Problem details:
In the records below, the line with "target: red trim on jersey" opens the range and the line with "Return the outline of every instance of the red trim" closes it; print that range exactly and nothing else.

Stored data entries
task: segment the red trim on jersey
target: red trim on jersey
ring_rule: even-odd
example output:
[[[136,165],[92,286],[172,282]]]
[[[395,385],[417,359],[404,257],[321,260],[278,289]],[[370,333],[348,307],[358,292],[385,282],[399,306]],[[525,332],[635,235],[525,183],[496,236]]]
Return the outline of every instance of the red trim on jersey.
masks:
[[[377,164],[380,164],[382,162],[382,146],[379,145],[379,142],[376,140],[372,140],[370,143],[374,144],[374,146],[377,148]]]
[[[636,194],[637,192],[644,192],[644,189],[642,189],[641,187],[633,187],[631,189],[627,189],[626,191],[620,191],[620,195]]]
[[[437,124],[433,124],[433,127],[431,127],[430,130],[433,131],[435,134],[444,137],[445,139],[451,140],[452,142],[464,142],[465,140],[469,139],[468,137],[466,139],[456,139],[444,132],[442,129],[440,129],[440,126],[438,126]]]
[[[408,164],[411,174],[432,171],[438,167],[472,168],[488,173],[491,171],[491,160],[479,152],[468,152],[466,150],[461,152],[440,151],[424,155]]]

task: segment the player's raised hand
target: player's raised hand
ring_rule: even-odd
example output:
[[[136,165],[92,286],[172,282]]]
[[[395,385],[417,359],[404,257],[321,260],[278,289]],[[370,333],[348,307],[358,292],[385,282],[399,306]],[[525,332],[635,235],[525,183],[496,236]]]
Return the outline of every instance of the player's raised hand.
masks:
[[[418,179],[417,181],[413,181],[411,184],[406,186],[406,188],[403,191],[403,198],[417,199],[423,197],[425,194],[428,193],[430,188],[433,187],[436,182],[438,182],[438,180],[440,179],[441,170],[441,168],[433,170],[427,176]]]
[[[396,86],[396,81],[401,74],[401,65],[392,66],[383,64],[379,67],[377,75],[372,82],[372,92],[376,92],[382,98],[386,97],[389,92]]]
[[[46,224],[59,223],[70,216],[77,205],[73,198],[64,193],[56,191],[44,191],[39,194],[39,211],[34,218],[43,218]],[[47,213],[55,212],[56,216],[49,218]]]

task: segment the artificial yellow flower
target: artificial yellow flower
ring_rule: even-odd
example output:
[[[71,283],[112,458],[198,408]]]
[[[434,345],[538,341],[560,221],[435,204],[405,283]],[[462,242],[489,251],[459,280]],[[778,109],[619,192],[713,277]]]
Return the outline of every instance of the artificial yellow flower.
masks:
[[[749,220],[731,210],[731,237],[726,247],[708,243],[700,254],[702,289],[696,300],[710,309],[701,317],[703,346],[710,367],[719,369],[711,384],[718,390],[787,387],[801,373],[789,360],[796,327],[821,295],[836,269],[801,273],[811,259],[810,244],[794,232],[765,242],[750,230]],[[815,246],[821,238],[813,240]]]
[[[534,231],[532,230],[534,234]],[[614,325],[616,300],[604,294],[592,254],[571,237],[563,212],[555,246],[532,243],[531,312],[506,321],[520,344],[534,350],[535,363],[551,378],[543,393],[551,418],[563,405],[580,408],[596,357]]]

* * *

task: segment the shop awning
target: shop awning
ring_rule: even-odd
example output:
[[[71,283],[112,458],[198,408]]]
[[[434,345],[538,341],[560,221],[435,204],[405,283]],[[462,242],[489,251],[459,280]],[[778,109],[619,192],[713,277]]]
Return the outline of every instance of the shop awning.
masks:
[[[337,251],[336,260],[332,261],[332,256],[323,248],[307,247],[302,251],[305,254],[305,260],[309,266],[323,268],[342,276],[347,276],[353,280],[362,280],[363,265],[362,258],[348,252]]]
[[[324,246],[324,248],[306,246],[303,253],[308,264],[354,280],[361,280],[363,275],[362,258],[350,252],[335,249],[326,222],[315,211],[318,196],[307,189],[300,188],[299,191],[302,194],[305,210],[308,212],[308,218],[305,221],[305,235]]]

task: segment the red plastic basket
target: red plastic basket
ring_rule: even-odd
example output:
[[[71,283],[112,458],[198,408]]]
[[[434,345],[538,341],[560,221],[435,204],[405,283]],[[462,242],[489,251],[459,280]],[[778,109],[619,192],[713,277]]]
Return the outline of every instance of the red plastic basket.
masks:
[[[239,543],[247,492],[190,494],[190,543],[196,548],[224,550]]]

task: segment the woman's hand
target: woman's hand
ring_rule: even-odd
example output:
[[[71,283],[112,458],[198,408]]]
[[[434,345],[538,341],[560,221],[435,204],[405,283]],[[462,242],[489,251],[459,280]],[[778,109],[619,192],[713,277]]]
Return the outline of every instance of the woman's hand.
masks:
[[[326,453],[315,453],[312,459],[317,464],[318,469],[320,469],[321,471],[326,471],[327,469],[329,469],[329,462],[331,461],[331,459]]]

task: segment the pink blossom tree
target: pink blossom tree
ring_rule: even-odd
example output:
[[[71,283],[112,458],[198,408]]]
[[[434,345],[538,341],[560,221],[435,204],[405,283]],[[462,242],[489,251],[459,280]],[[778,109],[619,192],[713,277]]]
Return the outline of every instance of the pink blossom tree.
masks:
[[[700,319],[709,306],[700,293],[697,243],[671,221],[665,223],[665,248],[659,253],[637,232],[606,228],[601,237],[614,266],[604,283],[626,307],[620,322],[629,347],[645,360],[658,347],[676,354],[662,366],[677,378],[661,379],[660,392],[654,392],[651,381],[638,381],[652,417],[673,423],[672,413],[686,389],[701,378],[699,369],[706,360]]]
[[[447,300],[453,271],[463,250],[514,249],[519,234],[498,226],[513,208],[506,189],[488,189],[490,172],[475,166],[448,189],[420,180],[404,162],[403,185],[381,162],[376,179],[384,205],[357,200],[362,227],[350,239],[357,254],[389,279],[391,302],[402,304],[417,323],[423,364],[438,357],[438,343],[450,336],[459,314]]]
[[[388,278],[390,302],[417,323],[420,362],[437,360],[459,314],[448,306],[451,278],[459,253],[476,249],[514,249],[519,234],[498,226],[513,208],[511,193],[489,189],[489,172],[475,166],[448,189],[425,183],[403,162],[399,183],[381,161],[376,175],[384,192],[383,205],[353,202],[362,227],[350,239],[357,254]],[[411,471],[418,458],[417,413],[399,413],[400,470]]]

Task solution:
target: red trim on jersey
ring_rule: even-odd
example output:
[[[136,165],[92,286],[172,282]]]
[[[395,385],[417,359],[404,257],[321,260],[278,289]],[[370,333],[348,307],[358,292],[385,282],[399,306]],[[525,332],[635,235],[525,183],[496,236]]]
Return the outline of every instance of the red trim on jersey.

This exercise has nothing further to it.